**What you will do**
Which lines in the records below contain the word "veil"? Copy each one.

**Supplied material**
* * * *
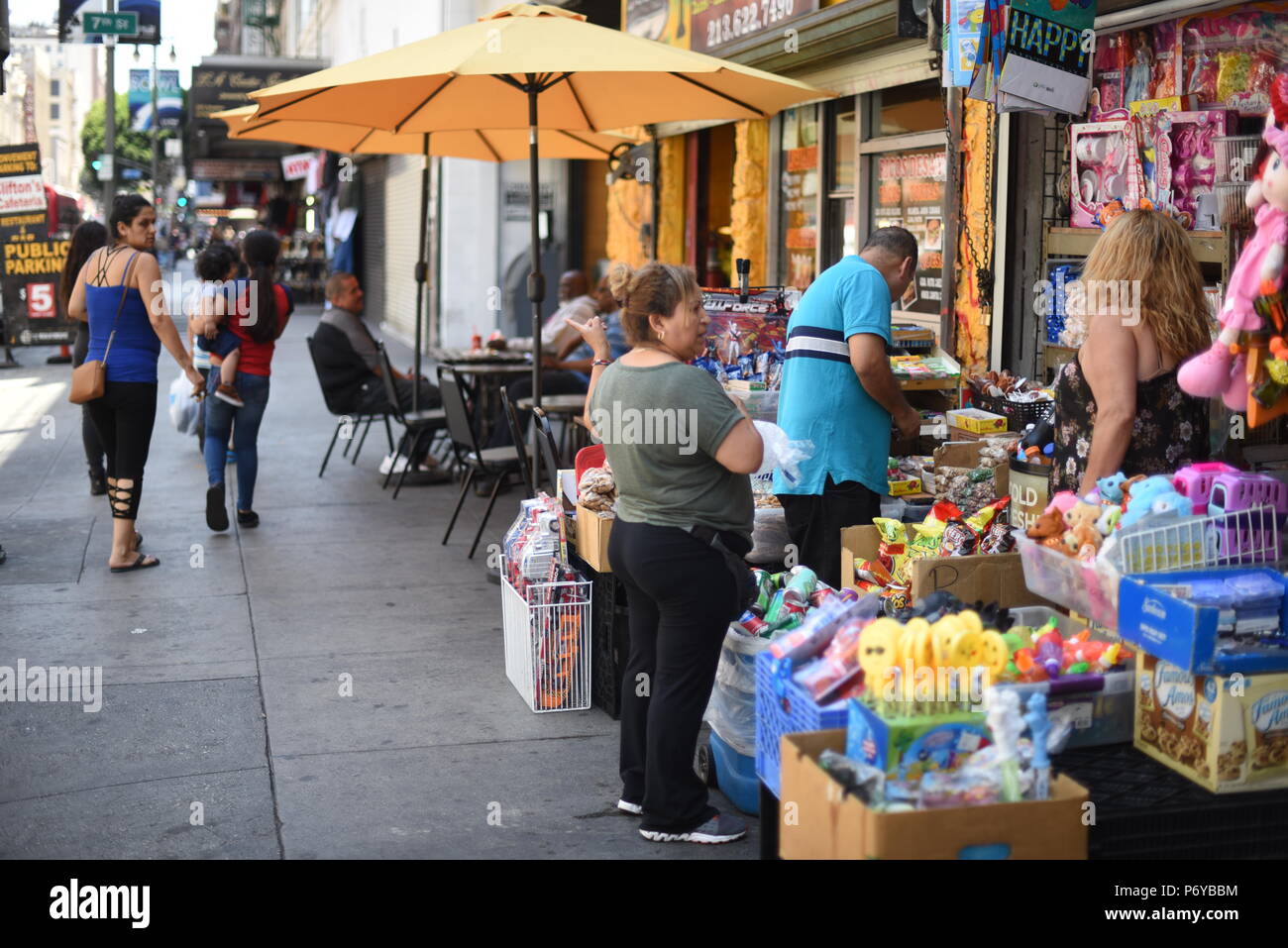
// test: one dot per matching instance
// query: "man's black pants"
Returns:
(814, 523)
* * * *
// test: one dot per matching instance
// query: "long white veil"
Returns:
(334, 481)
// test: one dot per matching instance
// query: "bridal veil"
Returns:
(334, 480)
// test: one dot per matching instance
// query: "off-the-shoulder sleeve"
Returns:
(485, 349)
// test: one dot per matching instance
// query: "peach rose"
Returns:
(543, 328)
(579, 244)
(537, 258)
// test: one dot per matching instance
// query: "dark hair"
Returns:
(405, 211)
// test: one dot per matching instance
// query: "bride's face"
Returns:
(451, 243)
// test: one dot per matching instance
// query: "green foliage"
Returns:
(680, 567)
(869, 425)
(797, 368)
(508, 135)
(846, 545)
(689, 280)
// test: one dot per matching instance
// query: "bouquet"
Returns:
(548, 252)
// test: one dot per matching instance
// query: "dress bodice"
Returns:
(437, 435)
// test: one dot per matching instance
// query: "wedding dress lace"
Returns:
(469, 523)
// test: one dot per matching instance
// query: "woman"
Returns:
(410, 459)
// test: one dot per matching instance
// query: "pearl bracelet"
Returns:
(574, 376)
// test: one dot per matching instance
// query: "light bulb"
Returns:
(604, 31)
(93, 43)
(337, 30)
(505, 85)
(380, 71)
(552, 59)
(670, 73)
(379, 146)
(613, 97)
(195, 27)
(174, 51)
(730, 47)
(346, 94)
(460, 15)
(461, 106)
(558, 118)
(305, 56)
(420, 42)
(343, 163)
* * * *
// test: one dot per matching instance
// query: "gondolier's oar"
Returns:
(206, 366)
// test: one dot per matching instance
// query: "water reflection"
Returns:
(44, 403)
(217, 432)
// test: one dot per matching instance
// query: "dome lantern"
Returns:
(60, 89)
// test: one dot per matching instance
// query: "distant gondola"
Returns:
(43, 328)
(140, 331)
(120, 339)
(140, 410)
* * * *
**Task answer**
// query: "long white veil"
// query: "bridal veil"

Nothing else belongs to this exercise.